Could you retype exactly the lines running from the line with "highlight the grass" to the end of the data, both included, and nothing else?

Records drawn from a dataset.
◆ ◆ ◆

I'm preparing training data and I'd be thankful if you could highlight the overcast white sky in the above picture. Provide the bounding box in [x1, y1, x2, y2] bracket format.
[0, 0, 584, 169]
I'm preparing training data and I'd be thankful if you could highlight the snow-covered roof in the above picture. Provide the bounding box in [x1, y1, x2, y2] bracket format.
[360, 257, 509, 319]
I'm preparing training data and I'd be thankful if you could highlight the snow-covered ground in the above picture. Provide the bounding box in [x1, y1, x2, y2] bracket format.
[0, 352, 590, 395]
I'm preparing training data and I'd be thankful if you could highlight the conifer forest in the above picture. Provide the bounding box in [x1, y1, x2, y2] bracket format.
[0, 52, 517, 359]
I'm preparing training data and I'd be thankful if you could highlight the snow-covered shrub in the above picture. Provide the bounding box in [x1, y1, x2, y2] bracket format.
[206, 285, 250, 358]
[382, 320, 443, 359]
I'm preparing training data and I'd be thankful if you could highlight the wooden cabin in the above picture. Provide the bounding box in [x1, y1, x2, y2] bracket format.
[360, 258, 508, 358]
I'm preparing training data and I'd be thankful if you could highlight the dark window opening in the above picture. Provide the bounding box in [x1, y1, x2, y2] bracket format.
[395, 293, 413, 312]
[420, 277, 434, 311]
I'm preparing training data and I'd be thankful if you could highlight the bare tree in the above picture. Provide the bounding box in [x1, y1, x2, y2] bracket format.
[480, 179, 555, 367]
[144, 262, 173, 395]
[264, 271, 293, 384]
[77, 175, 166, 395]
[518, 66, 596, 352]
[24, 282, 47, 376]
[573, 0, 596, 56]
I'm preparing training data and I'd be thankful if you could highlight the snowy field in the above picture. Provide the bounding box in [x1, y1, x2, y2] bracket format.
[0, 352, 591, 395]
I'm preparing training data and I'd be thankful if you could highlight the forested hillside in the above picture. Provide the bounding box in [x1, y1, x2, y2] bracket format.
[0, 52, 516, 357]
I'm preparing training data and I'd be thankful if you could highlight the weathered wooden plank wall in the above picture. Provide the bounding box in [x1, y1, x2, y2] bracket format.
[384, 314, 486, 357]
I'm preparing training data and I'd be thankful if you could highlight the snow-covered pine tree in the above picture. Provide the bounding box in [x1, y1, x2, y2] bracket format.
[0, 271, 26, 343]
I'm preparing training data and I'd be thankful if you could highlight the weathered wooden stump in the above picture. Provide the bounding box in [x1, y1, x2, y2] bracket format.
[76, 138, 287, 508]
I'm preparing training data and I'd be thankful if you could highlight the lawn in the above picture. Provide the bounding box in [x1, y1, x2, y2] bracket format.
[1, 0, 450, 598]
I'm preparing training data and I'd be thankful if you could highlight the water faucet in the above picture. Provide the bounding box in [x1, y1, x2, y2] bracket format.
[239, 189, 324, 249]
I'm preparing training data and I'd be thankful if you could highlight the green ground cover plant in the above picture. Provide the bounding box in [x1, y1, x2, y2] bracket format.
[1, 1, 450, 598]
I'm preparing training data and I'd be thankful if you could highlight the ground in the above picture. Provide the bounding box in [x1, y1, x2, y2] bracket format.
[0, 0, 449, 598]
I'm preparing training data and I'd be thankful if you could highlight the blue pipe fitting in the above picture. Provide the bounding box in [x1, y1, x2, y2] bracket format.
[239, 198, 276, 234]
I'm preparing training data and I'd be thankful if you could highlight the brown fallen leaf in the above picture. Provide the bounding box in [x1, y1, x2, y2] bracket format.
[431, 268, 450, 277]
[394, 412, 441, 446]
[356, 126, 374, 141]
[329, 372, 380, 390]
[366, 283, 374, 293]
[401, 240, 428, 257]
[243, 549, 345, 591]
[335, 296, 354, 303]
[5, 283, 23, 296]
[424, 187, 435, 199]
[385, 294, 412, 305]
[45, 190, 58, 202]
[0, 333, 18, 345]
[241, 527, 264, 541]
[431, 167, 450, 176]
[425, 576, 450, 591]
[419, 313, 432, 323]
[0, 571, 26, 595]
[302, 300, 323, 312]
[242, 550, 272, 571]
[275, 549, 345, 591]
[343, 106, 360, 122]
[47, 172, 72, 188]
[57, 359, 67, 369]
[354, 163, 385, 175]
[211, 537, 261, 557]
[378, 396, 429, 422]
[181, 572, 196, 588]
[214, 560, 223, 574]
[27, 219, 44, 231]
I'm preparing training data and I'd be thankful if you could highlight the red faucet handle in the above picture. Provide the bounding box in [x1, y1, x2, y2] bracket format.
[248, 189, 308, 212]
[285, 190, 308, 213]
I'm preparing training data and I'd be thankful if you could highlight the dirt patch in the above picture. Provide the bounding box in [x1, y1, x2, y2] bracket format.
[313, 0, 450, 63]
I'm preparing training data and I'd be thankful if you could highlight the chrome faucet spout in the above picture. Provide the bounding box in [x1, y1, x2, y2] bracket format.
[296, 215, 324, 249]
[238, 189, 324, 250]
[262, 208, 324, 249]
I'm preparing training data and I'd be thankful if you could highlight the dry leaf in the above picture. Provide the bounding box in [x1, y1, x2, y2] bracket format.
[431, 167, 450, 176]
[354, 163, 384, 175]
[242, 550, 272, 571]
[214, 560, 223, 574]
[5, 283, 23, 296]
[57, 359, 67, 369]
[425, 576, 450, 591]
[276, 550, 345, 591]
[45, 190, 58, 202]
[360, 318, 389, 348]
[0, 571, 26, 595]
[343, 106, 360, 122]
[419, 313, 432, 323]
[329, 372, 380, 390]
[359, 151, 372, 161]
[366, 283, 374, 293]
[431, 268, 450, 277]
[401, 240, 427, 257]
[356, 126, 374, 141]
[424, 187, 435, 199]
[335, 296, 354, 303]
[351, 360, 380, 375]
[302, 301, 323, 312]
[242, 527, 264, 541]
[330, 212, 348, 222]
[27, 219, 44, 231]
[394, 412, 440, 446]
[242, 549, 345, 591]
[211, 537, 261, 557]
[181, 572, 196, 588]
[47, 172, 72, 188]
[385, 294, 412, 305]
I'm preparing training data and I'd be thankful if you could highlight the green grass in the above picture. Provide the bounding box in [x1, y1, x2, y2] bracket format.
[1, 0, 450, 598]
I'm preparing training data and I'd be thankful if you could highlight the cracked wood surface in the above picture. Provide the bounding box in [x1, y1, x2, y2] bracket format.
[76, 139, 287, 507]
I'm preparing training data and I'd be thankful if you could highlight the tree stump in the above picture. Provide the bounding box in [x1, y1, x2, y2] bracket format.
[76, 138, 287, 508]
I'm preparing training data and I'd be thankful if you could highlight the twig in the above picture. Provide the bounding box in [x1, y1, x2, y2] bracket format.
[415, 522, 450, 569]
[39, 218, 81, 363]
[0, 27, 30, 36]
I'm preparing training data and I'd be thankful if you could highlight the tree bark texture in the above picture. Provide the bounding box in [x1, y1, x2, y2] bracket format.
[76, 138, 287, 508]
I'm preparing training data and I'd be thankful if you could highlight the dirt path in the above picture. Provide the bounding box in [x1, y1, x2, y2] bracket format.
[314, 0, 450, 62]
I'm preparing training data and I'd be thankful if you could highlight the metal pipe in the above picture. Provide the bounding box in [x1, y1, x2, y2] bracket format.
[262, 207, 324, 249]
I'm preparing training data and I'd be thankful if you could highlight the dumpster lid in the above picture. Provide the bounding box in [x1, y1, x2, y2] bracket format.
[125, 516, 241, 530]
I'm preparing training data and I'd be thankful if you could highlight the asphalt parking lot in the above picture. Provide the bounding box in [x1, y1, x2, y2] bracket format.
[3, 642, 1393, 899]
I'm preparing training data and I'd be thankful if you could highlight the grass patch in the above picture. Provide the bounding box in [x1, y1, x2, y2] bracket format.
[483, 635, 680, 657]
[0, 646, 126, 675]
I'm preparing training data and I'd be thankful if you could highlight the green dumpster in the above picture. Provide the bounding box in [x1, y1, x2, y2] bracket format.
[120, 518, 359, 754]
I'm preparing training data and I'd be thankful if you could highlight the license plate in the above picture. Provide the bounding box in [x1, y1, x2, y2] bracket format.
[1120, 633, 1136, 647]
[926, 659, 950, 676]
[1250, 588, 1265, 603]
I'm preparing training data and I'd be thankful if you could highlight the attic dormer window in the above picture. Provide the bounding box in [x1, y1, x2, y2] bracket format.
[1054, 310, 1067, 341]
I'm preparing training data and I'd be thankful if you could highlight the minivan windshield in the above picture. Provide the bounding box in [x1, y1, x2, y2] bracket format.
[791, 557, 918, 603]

◆ ◆ ◆

Answer space.
I'm preparing training data and I'd be thankful if you could highlight the grass patch in the above picture. Provide the bounding box in [x1, y1, x2, y2] bracket format.
[483, 635, 680, 657]
[0, 646, 126, 675]
I'm preparing training data and I'd be thankful if you could highlight the green dumpster in the above picture. Provide the bounding box in [x1, y1, x2, y2] bracket format.
[120, 518, 359, 754]
I'm preparing training data and I'd be thankful if you could highlight the license plate in the above picture. Provide the bounding box in [x1, y1, x2, y2] bracket format.
[1120, 633, 1136, 647]
[926, 659, 950, 676]
[1250, 588, 1265, 603]
I'm preparing training data and I'd be thankful if you could highlight the attic dormer window in the above picture. Provide the bounding box in [x1, y1, x2, y2] bracket format.
[1054, 310, 1067, 341]
I'm preparing training data and I'd be thankful if you could highlight the minivan windshield in the above picture. Provide the bounding box in [x1, y1, x2, y2] bracket format.
[791, 557, 918, 603]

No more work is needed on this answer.